───── Supplied data ─────

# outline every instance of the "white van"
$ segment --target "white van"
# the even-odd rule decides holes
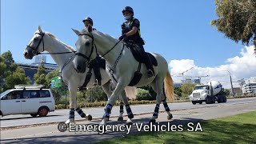
[[[30,114],[46,117],[55,110],[50,89],[26,88],[8,90],[0,96],[0,115]]]

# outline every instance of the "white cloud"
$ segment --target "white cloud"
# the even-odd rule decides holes
[[[169,68],[175,82],[180,82],[182,79],[181,77],[177,77],[180,75],[178,74],[194,67],[186,72],[184,77],[196,78],[195,76],[210,75],[202,78],[202,82],[216,80],[219,81],[225,88],[230,88],[230,75],[226,70],[230,72],[233,82],[256,76],[256,58],[254,55],[254,50],[253,46],[246,46],[242,49],[240,56],[228,58],[225,64],[215,67],[200,67],[192,59],[181,59],[171,60]],[[234,82],[233,85],[234,87],[239,86],[238,82]]]

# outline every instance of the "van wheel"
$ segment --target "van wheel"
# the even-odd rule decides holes
[[[226,102],[226,96],[223,98],[223,102]]]
[[[206,97],[206,104],[210,104],[210,97]]]
[[[33,118],[35,118],[38,116],[38,114],[30,114],[30,115],[33,117]]]
[[[46,107],[41,107],[38,110],[39,117],[46,117],[49,110]]]

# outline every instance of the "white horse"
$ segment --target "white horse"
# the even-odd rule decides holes
[[[86,63],[90,63],[98,54],[106,59],[106,67],[109,70],[106,71],[116,86],[108,100],[101,122],[102,125],[106,125],[116,97],[122,94],[124,88],[131,82],[134,72],[138,70],[139,62],[134,59],[126,45],[108,34],[92,30],[91,26],[88,27],[88,30],[84,29],[82,32],[76,30],[73,30],[78,35],[78,39],[76,42],[77,53],[78,54],[74,58],[74,66],[86,66]],[[156,91],[157,104],[150,121],[150,122],[155,122],[161,102],[163,102],[167,112],[167,119],[172,118],[172,114],[170,113],[170,109],[166,101],[165,92],[168,99],[171,102],[174,99],[174,83],[168,70],[167,62],[158,54],[152,53],[152,54],[158,62],[158,66],[154,66],[154,76],[148,78],[146,66],[142,65],[140,71],[142,73],[142,77],[134,86],[143,86],[150,84],[154,90]],[[163,89],[163,84],[165,89]]]
[[[83,85],[89,69],[86,69],[85,73],[77,73],[74,69],[74,63],[70,62],[74,58],[75,50],[71,46],[67,46],[66,44],[58,40],[53,34],[46,31],[42,31],[41,27],[38,26],[38,30],[36,30],[35,34],[24,51],[24,57],[27,59],[32,59],[34,56],[40,54],[40,53],[42,51],[50,52],[49,54],[50,54],[55,62],[61,68],[61,74],[63,82],[68,86],[70,91],[70,111],[69,119],[66,122],[68,123],[74,122],[74,110],[76,110],[82,118],[91,120],[91,115],[89,114],[84,114],[82,109],[77,106],[76,99],[78,87],[80,87]],[[102,77],[102,87],[106,95],[110,97],[111,94],[110,77],[104,69],[101,68],[100,72]],[[94,73],[92,71],[91,78],[90,79],[86,88],[94,87]],[[135,94],[135,87],[129,86],[126,88],[126,92],[128,94],[127,95],[130,96]],[[124,97],[126,97],[126,94],[123,94]],[[126,105],[128,104],[126,97],[123,102]],[[120,121],[123,119],[122,114],[123,104],[122,105],[121,102],[120,114],[118,118],[118,120]],[[127,122],[130,122],[127,121]]]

─────

## Required task
How many lines in the material contain the string "cloud"? Reply with the number alone.

## Answer for this exercise
2